Contour labeling entries:
_ _ _ _
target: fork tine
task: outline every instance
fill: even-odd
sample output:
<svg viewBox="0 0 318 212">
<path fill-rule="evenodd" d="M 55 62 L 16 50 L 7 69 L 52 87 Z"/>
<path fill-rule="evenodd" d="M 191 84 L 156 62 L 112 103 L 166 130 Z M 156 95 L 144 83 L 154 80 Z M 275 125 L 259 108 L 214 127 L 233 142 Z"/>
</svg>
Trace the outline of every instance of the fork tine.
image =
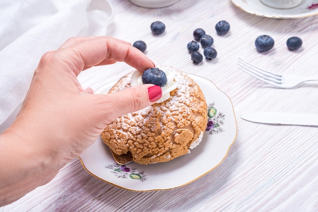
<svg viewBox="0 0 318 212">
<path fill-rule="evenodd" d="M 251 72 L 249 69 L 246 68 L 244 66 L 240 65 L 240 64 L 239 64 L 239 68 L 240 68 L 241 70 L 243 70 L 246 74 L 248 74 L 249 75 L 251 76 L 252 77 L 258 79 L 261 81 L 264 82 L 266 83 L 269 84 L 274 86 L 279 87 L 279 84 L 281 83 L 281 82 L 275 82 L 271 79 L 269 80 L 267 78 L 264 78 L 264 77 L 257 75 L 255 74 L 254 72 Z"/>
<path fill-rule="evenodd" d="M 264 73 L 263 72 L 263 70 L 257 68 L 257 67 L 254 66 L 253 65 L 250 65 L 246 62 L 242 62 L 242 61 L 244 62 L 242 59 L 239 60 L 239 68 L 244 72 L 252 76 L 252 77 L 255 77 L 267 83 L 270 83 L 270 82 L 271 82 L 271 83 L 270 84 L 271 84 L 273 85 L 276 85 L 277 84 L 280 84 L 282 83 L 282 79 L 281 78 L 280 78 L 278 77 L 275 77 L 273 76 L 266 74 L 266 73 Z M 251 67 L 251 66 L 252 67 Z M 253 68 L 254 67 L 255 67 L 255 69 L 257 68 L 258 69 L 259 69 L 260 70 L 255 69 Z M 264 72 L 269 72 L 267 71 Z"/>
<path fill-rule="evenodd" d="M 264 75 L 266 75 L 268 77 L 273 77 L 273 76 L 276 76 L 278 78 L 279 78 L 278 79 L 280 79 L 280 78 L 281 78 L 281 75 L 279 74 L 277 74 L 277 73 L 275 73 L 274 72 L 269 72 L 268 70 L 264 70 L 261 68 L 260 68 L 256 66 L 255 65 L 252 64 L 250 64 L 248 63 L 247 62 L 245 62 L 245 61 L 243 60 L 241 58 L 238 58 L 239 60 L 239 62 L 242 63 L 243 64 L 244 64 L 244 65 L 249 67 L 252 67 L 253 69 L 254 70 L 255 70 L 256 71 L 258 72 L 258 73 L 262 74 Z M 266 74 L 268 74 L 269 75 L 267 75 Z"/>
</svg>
_ _ _ _
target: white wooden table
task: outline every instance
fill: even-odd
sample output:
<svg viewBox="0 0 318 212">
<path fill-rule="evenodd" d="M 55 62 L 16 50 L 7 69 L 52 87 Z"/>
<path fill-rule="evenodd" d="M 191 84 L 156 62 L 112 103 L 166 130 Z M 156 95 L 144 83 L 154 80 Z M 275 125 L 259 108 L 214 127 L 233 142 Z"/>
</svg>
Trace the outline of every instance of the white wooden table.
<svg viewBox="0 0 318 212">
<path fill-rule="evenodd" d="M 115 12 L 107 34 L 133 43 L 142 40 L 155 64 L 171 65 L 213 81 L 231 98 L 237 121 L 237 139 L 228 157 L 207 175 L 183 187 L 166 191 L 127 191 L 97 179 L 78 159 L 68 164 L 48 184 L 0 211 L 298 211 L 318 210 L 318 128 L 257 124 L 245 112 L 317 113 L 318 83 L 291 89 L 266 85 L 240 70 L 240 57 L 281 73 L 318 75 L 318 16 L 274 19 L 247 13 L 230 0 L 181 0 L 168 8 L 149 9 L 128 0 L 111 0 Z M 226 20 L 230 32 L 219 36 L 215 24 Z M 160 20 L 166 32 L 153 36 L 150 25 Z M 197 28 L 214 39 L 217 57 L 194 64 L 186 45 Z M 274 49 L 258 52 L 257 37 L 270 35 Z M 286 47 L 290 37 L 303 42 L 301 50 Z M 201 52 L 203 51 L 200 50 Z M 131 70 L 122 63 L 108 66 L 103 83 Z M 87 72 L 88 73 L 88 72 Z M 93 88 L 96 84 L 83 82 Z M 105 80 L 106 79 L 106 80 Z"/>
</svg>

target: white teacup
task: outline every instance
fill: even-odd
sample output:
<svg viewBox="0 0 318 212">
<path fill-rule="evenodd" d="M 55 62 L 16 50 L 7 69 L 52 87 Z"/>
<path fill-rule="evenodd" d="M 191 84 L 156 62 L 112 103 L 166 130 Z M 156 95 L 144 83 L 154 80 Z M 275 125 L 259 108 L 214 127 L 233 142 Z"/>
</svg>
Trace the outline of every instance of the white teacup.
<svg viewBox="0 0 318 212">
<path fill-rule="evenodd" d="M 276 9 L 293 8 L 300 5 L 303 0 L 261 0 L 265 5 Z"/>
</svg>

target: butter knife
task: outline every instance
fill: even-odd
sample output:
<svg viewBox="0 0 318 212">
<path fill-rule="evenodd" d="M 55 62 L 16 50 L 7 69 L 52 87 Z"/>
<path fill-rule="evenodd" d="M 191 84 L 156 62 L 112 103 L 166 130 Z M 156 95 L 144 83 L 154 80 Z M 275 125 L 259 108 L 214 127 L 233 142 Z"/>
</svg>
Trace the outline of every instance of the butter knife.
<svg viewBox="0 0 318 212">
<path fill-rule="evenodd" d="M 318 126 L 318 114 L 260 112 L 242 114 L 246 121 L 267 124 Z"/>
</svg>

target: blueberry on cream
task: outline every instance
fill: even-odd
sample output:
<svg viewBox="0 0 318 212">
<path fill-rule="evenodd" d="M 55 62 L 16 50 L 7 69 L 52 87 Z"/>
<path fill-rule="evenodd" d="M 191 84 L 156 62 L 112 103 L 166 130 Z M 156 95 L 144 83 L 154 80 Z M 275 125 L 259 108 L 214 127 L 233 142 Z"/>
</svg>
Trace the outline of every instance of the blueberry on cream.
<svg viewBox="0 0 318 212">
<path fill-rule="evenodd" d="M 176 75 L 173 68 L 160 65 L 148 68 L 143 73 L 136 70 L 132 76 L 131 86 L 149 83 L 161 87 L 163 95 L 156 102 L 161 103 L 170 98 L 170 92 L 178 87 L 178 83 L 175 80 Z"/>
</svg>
_ _ _ _
Could you give the stretch of material from the line containing "target: fork tine" through the line containing "264 73 L 263" as a Markdown table with the columns Row and Line, one row per line, skipping blank lines and leaving the pictures out?

ANSWER TO THIS TASK:
| Row | Line |
|---|---|
| 1 | target: fork tine |
| 2 | task: outline every instance |
| 3 | fill: even-odd |
| 4 | sample output: |
| 5 | <svg viewBox="0 0 318 212"> |
| 6 | <path fill-rule="evenodd" d="M 55 62 L 16 50 L 7 69 L 52 87 Z"/> |
| 7 | <path fill-rule="evenodd" d="M 191 84 L 156 62 L 112 103 L 166 130 Z M 156 95 L 144 83 L 154 80 Z M 275 125 L 259 108 L 214 127 L 233 142 Z"/> |
| 8 | </svg> |
| 9 | Trace the outline of every instance of the fork tine. |
| 10 | image = |
| 11 | <svg viewBox="0 0 318 212"> |
| 12 | <path fill-rule="evenodd" d="M 251 72 L 249 69 L 246 68 L 244 66 L 240 65 L 240 64 L 239 64 L 239 68 L 240 68 L 241 70 L 243 70 L 246 74 L 248 74 L 249 75 L 251 76 L 252 77 L 258 79 L 261 81 L 264 82 L 266 83 L 269 84 L 274 86 L 279 87 L 279 84 L 281 83 L 281 82 L 275 82 L 271 79 L 269 80 L 267 78 L 264 78 L 264 77 L 257 75 L 255 74 L 254 72 Z"/> |
| 13 | <path fill-rule="evenodd" d="M 264 73 L 263 72 L 263 70 L 257 68 L 257 67 L 254 66 L 253 65 L 250 65 L 246 62 L 242 62 L 242 61 L 244 62 L 242 59 L 239 60 L 239 68 L 244 72 L 252 76 L 252 77 L 255 77 L 267 83 L 270 83 L 270 82 L 271 82 L 271 83 L 270 84 L 271 84 L 273 85 L 276 85 L 277 84 L 280 84 L 282 83 L 282 79 L 281 78 L 280 78 L 278 77 L 275 77 L 273 76 L 266 74 L 266 73 Z M 251 67 L 251 66 L 252 67 Z M 253 68 L 254 67 L 255 67 L 255 69 L 257 68 L 258 69 L 259 69 L 260 70 L 255 69 Z M 264 72 L 269 72 L 267 71 Z"/> |